■ Requirement ■
Extract each of the lines below, reproducing every one word for word.

■ Data excerpts ■
:::::
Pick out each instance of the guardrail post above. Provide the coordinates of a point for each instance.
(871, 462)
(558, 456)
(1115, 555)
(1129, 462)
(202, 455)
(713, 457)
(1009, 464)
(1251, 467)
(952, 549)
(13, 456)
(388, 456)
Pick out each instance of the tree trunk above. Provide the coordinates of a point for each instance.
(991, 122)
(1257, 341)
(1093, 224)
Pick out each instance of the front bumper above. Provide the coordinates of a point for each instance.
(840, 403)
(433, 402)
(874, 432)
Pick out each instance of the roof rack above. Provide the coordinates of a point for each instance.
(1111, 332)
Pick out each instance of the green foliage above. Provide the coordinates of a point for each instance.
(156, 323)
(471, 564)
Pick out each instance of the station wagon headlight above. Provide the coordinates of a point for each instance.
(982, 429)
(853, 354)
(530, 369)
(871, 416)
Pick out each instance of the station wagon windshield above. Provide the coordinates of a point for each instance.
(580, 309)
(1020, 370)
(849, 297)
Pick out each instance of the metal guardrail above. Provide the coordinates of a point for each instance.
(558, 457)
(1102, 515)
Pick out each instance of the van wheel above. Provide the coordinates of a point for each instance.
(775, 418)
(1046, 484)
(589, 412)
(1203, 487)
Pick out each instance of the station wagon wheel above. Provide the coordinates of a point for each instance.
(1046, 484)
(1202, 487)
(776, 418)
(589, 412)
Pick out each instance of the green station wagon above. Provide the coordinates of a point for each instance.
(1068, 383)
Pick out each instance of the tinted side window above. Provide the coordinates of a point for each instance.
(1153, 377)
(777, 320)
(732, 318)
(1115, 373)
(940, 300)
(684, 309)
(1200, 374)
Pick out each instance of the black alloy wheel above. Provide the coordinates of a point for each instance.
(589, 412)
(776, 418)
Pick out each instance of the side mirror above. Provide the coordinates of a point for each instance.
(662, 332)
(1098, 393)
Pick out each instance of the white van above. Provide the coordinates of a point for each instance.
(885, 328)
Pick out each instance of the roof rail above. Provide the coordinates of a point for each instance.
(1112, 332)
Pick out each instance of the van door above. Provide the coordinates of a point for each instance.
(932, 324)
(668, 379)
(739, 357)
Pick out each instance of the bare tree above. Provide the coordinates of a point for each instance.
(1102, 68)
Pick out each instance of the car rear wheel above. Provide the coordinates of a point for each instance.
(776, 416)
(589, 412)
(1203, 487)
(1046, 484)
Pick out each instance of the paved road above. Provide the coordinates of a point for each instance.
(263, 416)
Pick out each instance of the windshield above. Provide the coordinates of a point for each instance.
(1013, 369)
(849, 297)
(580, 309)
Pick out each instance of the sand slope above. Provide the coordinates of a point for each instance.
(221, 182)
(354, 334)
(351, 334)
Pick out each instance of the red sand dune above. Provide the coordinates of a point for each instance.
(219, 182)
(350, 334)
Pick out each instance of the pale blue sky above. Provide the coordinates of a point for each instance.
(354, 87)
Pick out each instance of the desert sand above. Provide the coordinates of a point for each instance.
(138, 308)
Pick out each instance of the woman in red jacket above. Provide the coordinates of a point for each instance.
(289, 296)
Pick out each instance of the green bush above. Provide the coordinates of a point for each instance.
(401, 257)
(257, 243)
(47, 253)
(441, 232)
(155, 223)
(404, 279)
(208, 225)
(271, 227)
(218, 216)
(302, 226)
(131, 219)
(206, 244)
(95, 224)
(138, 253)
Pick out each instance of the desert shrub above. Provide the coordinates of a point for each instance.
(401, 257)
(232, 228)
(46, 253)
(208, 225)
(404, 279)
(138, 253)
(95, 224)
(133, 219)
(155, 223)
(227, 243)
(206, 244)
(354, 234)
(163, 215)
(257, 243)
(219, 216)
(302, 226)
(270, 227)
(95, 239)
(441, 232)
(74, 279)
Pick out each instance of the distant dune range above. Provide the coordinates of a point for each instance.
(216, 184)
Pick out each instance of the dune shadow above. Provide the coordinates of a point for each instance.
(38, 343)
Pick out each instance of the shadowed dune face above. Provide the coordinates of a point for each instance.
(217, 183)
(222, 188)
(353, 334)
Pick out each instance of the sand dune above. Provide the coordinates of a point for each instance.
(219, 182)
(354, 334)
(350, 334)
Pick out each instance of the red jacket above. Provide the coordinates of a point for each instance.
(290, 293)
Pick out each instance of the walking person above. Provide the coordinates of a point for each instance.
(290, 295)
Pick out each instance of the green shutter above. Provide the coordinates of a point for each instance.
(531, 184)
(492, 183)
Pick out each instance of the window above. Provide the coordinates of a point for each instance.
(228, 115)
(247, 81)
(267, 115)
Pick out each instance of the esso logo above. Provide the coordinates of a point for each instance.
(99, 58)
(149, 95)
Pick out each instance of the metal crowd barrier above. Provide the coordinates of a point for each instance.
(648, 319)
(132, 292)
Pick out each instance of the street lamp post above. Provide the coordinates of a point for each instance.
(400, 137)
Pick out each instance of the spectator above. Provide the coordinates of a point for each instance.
:::::
■ Final answer ■
Pick out each instance of the guardrail post above. Provide the coordinates of a point for each instance.
(871, 462)
(558, 456)
(1115, 555)
(1129, 462)
(202, 455)
(713, 457)
(1009, 464)
(1251, 467)
(952, 549)
(13, 456)
(388, 456)
Pick out each instance of the tree trunk above. Provide the coordinates of a point for each instance.
(991, 122)
(1257, 341)
(1093, 224)
Pick out each instance of the front bumper above. Provide the coordinates of a point for each instance.
(840, 403)
(433, 402)
(874, 432)
Pick out each instance of the roof rack above. Provide the coordinates of a point for each instance.
(1111, 332)
Pick out each instance of the green foliage above. Provide the coordinates of a point for each instance.
(156, 323)
(471, 564)
Pick out each instance of the station wagon headlight above. Provide the coordinates of a point for each instance.
(982, 429)
(853, 354)
(530, 369)
(871, 416)
Pick out each instance of the station wagon windshield above. Provide the coordinates of a point for each instance.
(580, 309)
(1020, 370)
(849, 297)
Pick out each instance of the metal guardrail above. Provide the coordinates of a point for each instance.
(558, 457)
(1102, 515)
Pick out each instance of the van wheel above. Provide the coordinates of a point for each instance.
(775, 418)
(1046, 484)
(589, 412)
(1203, 487)
Pick out each instance of the station wagon wheel above. Provide the coordinates of a point for each instance.
(1046, 484)
(1202, 487)
(776, 418)
(589, 412)
Pick out each instance of the green station wagon above. Provide the coordinates of a point for each instance.
(1068, 383)
Pick out each instance of the tinted side window above. Provide the coordinates of a point for each instance.
(1153, 377)
(777, 320)
(732, 318)
(1115, 373)
(940, 300)
(684, 309)
(1200, 374)
Pick out each instance of the black alloy wheel above. Provide the coordinates of a point for each instance.
(589, 412)
(776, 418)
Pick out each instance of the side mirror above. Provide the coordinates of a point for each instance.
(662, 332)
(1098, 393)
Pick out each instance of the white van above. Provide the coordinates of a point for each instance.
(885, 328)
Pick out each instance of the roof rail above. Provide the coordinates of a point for each instance.
(1112, 332)
Pick out each instance of the van door above. Provide the coordinates of a point for each instance.
(932, 324)
(668, 379)
(739, 357)
Pick out each instance of the bare tree above. Provide the coordinates of a point for each instance.
(1102, 68)
Pick out each instance of the car rear wheel above. Provide the coordinates of a point for each instance.
(776, 416)
(589, 412)
(1203, 487)
(1046, 484)
Pick out each instance of the paved road above. Provide the coordinates of a point for each instance.
(263, 416)
Pick out each instance of the windshield above. Provide the coordinates of a point for each instance.
(1013, 369)
(849, 297)
(580, 309)
Pick out each instance of the sand slope above. Provide the coordinates of a point for each instance.
(221, 182)
(354, 334)
(351, 334)
Pick out each instance of the red sand dune above. Provide the coordinates of a point for each instance.
(219, 182)
(350, 334)
Pick out each instance of the pale blue sky above. Provide the coordinates of a point for each instance.
(354, 87)
Pick out each instance of the desert sand above. Provide the coordinates of a point for each instance.
(138, 308)
Pick out each instance of the woman in red jacket above. Provide the coordinates of a point for each instance.
(289, 296)
Pick out each instance of the green bush above. Provide the coordinates of a point for each instance.
(401, 257)
(257, 243)
(47, 253)
(441, 232)
(155, 223)
(404, 279)
(208, 225)
(271, 227)
(218, 216)
(302, 226)
(131, 219)
(206, 244)
(95, 224)
(138, 253)
Pick out each instance of the desert shrub above. Provide the coordinates of a point for each instance.
(401, 257)
(232, 228)
(46, 253)
(208, 225)
(404, 279)
(138, 253)
(95, 224)
(133, 219)
(155, 223)
(227, 243)
(206, 244)
(354, 234)
(163, 215)
(257, 243)
(219, 216)
(302, 226)
(270, 227)
(95, 239)
(441, 232)
(74, 279)
Pick out each instance of the distant dune range above. Provide the coordinates of a point for each instance.
(216, 184)
Pick out each instance of the dune shadow above. Provide the coordinates of a point for each instance.
(38, 343)
Pick out each instance of the shadowed dune face above. Provide the coordinates of a point for each instance.
(217, 183)
(222, 188)
(353, 334)
Pick out each instance of the sand dune above. Provide the coordinates of a point for each instance.
(219, 182)
(354, 334)
(350, 334)
Pick out each instance of the red jacket above. Provide the coordinates of a point for each instance.
(290, 293)
Pick out each instance of the walking person above. Provide the coordinates of a point for each instance.
(290, 295)
Pick out each instance of the green shutter above. Provide the coordinates of a point for each instance.
(531, 184)
(492, 183)
Pick out each instance of the window above. Provide the coordinates of a point for each instance.
(228, 115)
(247, 81)
(267, 115)
Pick out each instance of the esso logo above. Provide the coordinates of a point for each instance.
(99, 58)
(149, 95)
Pick out each instance of the metal crowd barrier above. Provide the coordinates of a point for each instance.
(648, 319)
(132, 292)
Pick out each instance of the street lamp post above. Provide the coordinates of a point for each instance.
(400, 137)
Pick out each instance of the spectator above. Provide the coordinates of a point for each instance.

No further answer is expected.